▶ **Dataset entries**:
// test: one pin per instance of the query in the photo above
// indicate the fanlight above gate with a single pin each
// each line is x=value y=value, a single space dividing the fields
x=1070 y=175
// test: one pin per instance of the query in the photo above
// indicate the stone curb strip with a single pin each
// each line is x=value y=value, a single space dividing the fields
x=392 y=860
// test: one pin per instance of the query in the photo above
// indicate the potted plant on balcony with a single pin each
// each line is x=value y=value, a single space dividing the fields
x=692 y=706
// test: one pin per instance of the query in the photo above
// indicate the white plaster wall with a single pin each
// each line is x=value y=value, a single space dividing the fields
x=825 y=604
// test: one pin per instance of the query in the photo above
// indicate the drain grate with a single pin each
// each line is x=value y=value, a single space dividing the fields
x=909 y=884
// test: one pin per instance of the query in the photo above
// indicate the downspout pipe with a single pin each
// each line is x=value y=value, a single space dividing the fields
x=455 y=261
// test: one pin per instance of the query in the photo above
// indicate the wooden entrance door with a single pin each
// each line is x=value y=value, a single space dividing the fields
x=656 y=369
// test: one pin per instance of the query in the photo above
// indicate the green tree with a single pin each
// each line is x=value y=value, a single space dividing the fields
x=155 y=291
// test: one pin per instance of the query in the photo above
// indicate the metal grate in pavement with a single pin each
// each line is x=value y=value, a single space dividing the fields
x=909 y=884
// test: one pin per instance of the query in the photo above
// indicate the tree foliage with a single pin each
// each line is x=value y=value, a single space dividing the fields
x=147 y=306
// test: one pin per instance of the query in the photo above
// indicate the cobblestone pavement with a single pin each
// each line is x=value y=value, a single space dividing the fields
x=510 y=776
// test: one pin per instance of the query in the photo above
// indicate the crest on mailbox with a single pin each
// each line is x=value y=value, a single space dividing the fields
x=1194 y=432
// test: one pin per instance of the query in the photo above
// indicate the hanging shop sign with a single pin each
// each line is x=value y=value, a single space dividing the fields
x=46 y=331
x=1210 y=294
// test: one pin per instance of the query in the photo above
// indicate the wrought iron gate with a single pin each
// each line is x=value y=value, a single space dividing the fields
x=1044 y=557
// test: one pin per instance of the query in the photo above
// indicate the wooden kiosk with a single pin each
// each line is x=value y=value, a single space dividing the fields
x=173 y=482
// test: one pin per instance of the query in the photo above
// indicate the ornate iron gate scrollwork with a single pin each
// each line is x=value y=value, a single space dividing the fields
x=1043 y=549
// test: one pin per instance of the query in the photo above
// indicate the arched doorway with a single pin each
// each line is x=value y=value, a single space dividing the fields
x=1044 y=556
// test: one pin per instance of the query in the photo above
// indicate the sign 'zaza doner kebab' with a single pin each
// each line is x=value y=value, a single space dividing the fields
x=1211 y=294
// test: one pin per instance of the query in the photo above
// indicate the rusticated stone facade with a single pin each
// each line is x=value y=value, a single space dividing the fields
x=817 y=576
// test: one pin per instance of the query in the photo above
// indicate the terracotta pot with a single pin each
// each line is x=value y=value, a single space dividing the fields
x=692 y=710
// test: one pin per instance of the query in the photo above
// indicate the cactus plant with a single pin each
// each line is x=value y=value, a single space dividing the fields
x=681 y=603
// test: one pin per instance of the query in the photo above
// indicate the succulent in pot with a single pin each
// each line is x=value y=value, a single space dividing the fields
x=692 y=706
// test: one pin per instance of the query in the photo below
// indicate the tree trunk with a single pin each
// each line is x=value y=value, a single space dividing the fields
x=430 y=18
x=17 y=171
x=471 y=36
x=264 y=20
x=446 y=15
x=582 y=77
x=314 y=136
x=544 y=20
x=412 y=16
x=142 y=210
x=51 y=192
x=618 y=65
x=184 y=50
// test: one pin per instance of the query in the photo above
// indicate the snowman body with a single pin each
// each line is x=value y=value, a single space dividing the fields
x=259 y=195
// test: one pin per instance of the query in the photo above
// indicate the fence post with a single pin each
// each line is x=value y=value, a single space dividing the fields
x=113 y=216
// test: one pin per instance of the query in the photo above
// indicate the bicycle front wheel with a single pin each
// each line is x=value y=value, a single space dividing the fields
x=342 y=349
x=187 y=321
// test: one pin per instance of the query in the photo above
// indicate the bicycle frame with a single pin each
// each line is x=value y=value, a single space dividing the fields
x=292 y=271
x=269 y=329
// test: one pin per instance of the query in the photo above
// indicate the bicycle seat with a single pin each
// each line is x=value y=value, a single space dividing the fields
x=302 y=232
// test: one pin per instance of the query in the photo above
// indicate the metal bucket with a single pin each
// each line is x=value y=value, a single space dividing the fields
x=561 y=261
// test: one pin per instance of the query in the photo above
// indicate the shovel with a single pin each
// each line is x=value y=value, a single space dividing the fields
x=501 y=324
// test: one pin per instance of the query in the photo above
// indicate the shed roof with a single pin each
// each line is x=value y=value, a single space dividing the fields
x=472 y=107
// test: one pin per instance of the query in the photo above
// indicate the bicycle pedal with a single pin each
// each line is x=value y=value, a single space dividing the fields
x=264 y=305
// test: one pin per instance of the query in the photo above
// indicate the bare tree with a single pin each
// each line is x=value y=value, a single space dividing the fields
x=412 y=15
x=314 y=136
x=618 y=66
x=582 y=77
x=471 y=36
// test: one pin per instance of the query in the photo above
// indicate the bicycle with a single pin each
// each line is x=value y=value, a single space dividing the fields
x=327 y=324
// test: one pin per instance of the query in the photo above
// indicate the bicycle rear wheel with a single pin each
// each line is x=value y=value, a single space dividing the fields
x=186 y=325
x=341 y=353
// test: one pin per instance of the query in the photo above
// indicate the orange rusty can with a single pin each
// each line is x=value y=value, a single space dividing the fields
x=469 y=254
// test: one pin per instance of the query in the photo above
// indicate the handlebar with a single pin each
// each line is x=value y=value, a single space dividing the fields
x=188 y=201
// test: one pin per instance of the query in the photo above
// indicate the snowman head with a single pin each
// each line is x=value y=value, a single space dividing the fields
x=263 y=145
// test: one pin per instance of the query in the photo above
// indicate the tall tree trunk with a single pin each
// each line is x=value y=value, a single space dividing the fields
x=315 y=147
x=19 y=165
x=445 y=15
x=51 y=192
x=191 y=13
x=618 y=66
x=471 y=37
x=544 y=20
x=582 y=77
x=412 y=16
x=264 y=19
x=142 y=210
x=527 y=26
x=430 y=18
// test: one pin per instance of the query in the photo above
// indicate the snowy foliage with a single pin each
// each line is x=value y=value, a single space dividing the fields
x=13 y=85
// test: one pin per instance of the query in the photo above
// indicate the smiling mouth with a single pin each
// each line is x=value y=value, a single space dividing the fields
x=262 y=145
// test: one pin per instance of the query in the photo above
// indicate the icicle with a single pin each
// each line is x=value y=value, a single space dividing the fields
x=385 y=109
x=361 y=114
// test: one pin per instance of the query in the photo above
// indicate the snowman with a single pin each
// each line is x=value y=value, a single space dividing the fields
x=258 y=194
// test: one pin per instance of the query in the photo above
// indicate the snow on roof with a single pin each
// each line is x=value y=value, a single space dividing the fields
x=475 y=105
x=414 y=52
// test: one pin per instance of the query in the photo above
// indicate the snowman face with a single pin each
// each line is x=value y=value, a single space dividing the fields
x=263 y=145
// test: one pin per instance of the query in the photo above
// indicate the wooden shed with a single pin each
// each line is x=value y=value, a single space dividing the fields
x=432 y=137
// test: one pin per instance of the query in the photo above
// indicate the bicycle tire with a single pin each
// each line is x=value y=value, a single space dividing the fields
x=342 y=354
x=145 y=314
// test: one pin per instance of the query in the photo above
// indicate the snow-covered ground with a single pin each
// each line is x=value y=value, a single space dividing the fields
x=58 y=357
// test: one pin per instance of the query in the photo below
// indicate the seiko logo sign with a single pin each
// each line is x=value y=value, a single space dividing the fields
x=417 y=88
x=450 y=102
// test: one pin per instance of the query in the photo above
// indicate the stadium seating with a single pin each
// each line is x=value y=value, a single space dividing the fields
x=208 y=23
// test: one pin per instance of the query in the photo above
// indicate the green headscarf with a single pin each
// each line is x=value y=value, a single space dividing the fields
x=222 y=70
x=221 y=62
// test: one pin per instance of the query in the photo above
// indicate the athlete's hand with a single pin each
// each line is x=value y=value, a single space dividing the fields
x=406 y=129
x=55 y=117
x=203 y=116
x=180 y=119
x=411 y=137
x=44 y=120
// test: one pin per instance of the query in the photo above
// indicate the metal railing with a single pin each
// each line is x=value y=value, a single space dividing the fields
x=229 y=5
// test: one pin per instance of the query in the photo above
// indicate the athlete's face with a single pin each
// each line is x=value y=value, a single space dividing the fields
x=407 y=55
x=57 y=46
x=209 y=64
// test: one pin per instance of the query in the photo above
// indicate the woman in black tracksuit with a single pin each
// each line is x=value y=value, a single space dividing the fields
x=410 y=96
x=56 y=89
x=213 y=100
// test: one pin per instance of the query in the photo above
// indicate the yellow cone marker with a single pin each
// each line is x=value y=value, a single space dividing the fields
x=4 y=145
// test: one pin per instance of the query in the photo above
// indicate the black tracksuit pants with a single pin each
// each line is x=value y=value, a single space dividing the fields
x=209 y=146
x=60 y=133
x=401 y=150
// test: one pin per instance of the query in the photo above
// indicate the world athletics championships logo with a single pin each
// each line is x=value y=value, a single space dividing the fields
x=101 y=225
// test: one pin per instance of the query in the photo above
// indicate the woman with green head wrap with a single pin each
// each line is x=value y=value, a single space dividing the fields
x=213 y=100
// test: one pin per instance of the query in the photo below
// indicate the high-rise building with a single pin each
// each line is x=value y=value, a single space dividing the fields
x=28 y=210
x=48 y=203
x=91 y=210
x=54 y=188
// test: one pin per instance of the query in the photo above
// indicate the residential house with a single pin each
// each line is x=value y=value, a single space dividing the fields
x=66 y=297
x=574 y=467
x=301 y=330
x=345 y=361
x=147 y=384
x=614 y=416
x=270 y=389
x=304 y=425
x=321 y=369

▶ **Your instructions**: The answer consists of the lines above that include the word "green", each copied exactly.

▶ **Exercise solution**:
// indicate the green tree with a single pin each
// indicate the green headscarf with a single pin each
// indicate the woman with green head wrap with a single pin each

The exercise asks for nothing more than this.